◆ Task prompt: Reproduce every one of the entries below word for word, keeping each line and its order unchanged.

----

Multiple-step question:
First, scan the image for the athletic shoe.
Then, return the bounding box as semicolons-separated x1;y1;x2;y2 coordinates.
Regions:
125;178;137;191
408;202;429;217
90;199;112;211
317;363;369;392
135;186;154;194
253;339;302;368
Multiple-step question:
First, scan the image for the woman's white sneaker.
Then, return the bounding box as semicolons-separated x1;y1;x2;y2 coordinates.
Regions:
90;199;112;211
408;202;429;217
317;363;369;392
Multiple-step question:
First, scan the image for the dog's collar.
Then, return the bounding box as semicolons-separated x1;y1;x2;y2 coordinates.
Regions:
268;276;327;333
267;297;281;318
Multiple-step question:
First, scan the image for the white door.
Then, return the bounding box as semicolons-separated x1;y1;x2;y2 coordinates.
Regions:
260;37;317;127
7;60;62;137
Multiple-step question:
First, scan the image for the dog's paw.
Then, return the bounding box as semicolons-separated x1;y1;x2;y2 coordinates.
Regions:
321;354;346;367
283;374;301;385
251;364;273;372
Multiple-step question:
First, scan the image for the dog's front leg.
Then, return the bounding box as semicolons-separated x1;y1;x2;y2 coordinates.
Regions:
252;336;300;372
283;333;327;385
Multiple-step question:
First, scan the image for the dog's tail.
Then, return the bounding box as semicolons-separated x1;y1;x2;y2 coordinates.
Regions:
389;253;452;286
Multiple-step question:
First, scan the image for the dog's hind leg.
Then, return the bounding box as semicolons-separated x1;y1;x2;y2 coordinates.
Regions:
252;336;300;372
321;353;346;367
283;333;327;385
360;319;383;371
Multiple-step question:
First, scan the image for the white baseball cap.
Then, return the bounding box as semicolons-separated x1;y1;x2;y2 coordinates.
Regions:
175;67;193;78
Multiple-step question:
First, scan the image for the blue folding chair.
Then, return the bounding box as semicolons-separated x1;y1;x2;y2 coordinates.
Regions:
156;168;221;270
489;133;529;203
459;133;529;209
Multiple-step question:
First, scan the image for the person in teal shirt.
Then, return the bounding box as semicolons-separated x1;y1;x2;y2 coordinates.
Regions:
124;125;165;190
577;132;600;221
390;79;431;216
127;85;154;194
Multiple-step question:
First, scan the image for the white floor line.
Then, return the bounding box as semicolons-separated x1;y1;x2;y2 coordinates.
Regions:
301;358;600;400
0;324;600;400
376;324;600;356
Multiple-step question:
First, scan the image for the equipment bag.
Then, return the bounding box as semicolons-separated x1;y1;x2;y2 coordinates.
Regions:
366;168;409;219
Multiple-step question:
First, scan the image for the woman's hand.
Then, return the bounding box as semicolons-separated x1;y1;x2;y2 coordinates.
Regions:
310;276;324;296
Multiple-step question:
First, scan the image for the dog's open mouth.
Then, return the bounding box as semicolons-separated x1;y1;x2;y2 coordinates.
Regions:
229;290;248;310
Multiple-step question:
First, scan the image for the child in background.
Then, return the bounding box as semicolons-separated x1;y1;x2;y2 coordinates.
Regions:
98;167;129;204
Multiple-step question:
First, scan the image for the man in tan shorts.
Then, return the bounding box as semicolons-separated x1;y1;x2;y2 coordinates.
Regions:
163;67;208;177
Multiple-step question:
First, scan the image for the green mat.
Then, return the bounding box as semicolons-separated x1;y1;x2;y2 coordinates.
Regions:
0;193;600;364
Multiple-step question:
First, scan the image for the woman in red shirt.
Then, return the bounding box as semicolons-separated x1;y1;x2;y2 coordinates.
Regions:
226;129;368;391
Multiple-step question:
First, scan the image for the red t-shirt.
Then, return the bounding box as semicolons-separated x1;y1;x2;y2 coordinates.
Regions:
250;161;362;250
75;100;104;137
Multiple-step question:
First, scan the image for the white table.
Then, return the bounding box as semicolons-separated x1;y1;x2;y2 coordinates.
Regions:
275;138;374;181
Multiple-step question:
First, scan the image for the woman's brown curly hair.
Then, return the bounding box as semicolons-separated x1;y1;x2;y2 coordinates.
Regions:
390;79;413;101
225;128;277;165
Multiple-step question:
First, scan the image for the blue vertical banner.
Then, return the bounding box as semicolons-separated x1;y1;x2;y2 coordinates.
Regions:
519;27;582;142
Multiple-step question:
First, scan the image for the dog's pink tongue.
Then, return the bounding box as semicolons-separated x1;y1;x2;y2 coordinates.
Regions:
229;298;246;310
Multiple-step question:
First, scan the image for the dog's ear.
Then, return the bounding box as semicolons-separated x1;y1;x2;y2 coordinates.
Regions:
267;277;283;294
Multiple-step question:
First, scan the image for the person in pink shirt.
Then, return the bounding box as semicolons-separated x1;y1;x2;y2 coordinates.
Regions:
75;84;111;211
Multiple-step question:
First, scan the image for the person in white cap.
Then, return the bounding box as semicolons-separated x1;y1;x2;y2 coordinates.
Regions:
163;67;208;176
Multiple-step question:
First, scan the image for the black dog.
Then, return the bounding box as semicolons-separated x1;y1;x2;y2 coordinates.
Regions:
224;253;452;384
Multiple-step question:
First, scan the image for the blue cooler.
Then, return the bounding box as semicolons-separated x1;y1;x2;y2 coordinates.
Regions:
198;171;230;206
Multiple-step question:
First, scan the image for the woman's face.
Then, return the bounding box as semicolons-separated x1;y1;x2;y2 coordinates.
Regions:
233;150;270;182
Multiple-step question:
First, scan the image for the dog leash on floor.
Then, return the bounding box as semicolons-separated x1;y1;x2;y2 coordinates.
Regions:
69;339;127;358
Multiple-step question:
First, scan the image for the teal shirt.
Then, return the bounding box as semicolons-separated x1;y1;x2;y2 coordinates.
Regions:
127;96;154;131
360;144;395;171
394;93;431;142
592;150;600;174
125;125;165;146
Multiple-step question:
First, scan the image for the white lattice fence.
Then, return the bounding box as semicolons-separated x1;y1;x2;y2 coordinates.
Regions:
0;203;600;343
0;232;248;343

----

◆ Output below:
Multiple-step question:
First, scan the image for the athletic shoe.
Then, return the bounding box as semicolons-separated x1;y1;x2;y2 coordinates.
Regions:
125;178;137;191
408;202;429;217
90;199;112;211
317;363;369;392
135;186;154;194
253;339;302;368
Multiple-step question:
First, scan the image for the woman's white sneaker.
Then, return the bounding box as semicolons-separated x1;y1;x2;y2 coordinates.
Regions:
90;199;112;211
408;202;429;217
317;363;369;392
Multiple-step question:
First, scan the image for the dog's collar.
Then, return the bounding box as semicolons-separated x1;y1;x2;y2 coordinates.
Regions:
268;276;327;333
267;297;281;318
Multiple-step question:
First, scan the image for the white door.
Then, return the bounding box as semicolons-separated x1;y1;x2;y2 coordinates.
Regions:
260;37;317;127
7;60;62;137
Multiple-step question:
First, scan the image for the dog's paw.
Then, return the bounding box as semicolons-separated x1;y1;x2;y2 coordinates.
Regions:
321;354;346;367
283;374;301;385
251;364;273;372
Multiple-step question:
First, scan the image for the dog's front leg.
Then, return the bounding box as semicolons-separated x1;y1;x2;y2 coordinates.
Regions:
252;336;300;372
283;333;327;385
Multiple-step question:
First, scan the image for the dog's tail.
Then, return the bounding box as semicolons-separated x1;y1;x2;y2 coordinates.
Regions:
389;253;452;286
Multiple-step question:
First, scan the image for the dog's hind leg.
Then, return the bounding box as semicolons-separated x1;y1;x2;y2 coordinates.
Regions:
252;336;300;372
321;353;346;367
283;333;327;385
360;319;383;371
Multiple-step question:
First, scan the image for the white baseball cap.
Then, return the bounding box as semicolons-separated x1;y1;x2;y2 coordinates.
Regions:
175;67;193;78
Multiple-step question:
First, scan the image for the blue folding chair.
Then, return the bounding box as semicolons-separated x1;y1;x2;y2 coordinates.
Regions:
156;168;221;270
489;133;529;203
459;133;529;209
Multiple-step question:
First, scan the image for the person in teal shirt.
Then, return the bounding box as semicolons-separated x1;y1;x2;y2 coordinates.
Regions:
124;125;165;190
577;132;600;221
390;79;431;216
127;85;154;194
Multiple-step question:
First, scan the image for the white floor line.
Then, return the bounding box as semicolons-separated x1;y1;x2;y2 coordinates.
Regions:
301;358;600;400
0;324;600;400
376;324;600;356
Multiple-step question:
First, scan the image for the equipment bag.
Then, return the bounding box as semicolons-separated x1;y1;x2;y2 coordinates.
Regions:
366;168;409;219
Multiple-step question:
First, scan the image for the woman's hand.
Then, return the bounding box as semicolons-separated x1;y1;x2;y2 coordinates.
Regions:
310;276;324;296
Multiple-step question:
First, scan the image for the dog's open mouth.
Then, return the bounding box as semicolons-separated x1;y1;x2;y2 coordinates.
Regions:
229;290;248;310
Multiple-step question:
First, scan the image for the child in background.
Then, return the bounding box as semicolons-separated x1;y1;x2;y2 coordinates.
Regions:
98;167;129;204
Multiple-step question:
First, scan the image for the man in tan shorts.
Then, return the bounding box as semicolons-separated x1;y1;x2;y2 coordinates.
Regions:
163;67;208;177
Multiple-step question:
First, scan the image for the green mat.
Then, return the bounding box as semicolons-separated x1;y1;x2;y2 coordinates.
Regions:
0;193;600;364
Multiple-step question:
First, scan the image for the woman in red shirt.
Then, return the bounding box as semicolons-separated x1;y1;x2;y2 coordinates.
Regions:
226;129;368;391
Multiple-step question:
First, scan the image for the red t-shirt.
Then, return the bounding box as semicolons-separated x1;y1;x2;y2 coordinates.
Regions:
250;161;362;250
75;100;104;137
Multiple-step question:
First, scan the image for the white table.
Then, return the bounding box as semicolons-separated x1;y1;x2;y2 coordinates.
Regions:
275;138;374;181
Multiple-step question:
First, scan the image for the woman's brown curly hair.
Then, return the bounding box as semicolons-separated x1;y1;x2;y2 coordinates.
Regions:
390;79;413;101
225;128;277;165
Multiple-step question:
First, scan the image for the blue vertical banner.
Then, return the bounding box as semicolons-separated x1;y1;x2;y2 coordinates.
Regions:
519;27;582;142
Multiple-step question:
First, scan the image for the dog's pink tongue.
Then, return the bounding box as semicolons-separated x1;y1;x2;y2 coordinates.
Regions:
229;298;246;310
Multiple-step question:
First, scan the image for the dog's ear.
Then, return the bounding box as semicolons-separated x1;y1;x2;y2 coordinates.
Regions:
267;277;283;294
Multiple-step question:
First, scan the image for the person in pink shirt.
Then, return the bounding box as semicolons-separated x1;y1;x2;y2 coordinates.
Regions:
75;84;111;211
Multiple-step question:
First, scan the image for the person in white cap.
Then, return the bounding box as semicolons-separated x1;y1;x2;y2 coordinates.
Regions:
163;67;208;176
Multiple-step question:
First, scan the image for the black dog.
Then, return the bounding box as semicolons-separated x1;y1;x2;y2 coordinates.
Regions:
224;253;452;384
Multiple-step question:
First, scan the image for the blue cooler.
Then, return the bounding box as semicolons-separated x1;y1;x2;y2 coordinates.
Regions:
198;171;230;206
Multiple-step question:
First, scan the image for the woman's face.
Then, return the bounding box as semicolons-separated x1;y1;x2;y2 coordinates.
Regions:
233;150;270;182
Multiple-step question:
First, scan the image for the dog leash on floor.
Then, return the bounding box as semicolons-separated x1;y1;x2;y2 coordinates.
Regions:
69;339;127;358
Multiple-step question:
First, scan the image for the teal shirt.
Then, return the bounding box as semicolons-separated x1;y1;x2;y2 coordinates.
Regions:
127;96;154;131
360;144;395;171
394;93;431;142
592;150;600;174
125;125;165;146
Multiple-step question:
First, scan the image for the white lattice fence.
Then, return the bounding box as semicolons-separated x1;y1;x2;y2 coordinates.
Regions:
0;203;600;343
0;232;248;343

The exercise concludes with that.